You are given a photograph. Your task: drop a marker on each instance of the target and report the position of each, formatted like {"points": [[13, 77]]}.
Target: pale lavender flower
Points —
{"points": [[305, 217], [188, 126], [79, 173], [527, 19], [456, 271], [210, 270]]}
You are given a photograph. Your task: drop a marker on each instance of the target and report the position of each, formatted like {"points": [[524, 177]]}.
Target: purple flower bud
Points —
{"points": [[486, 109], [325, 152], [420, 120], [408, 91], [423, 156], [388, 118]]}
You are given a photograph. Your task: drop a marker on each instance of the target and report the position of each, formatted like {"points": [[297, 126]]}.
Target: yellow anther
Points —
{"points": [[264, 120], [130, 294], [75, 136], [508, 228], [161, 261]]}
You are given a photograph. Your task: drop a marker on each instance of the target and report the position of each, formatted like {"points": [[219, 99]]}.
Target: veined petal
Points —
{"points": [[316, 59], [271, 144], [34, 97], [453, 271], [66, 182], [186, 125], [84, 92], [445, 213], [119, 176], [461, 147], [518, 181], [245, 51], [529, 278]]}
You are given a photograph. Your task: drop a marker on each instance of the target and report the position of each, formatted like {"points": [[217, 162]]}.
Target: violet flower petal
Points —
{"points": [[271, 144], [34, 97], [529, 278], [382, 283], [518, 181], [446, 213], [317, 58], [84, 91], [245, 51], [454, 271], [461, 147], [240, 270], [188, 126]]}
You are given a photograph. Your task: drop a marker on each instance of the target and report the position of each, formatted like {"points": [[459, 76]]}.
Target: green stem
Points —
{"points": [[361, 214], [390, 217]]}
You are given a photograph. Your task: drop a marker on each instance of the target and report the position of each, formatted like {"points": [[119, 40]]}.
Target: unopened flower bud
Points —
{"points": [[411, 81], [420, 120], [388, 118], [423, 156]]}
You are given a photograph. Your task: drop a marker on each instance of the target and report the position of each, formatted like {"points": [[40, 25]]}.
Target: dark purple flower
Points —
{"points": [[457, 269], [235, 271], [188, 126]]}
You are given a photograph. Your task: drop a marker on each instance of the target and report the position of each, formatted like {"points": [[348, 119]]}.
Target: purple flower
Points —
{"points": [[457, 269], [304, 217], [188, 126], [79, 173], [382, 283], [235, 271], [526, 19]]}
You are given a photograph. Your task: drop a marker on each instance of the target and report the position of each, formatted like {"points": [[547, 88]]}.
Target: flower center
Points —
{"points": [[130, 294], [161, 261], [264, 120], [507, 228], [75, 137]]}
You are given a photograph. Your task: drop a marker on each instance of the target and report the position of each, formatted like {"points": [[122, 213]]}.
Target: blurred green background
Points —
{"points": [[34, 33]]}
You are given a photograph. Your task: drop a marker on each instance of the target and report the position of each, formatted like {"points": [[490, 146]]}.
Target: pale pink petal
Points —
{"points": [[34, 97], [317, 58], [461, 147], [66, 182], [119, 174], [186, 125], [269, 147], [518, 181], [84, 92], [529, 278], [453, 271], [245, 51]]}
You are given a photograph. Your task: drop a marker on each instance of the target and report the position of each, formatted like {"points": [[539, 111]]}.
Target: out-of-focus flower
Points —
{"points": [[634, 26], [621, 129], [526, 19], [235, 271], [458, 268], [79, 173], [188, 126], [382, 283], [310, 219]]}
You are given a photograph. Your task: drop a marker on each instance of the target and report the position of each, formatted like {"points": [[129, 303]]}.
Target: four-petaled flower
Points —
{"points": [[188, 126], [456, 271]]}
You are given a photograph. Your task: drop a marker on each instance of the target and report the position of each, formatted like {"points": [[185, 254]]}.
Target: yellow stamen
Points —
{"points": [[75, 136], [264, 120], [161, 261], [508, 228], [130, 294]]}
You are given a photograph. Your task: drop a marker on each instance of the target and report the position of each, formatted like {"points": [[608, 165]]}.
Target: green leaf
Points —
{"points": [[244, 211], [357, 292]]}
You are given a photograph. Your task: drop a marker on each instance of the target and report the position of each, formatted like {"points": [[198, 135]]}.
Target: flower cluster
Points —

○ ○ ○ ○

## REQUIRED TASK
Which lines of the items above contain the word "green"? Collect every one of them, copied whole.

## RESPONSE
Target: green stem
Target: blurred green background
Target: green leaf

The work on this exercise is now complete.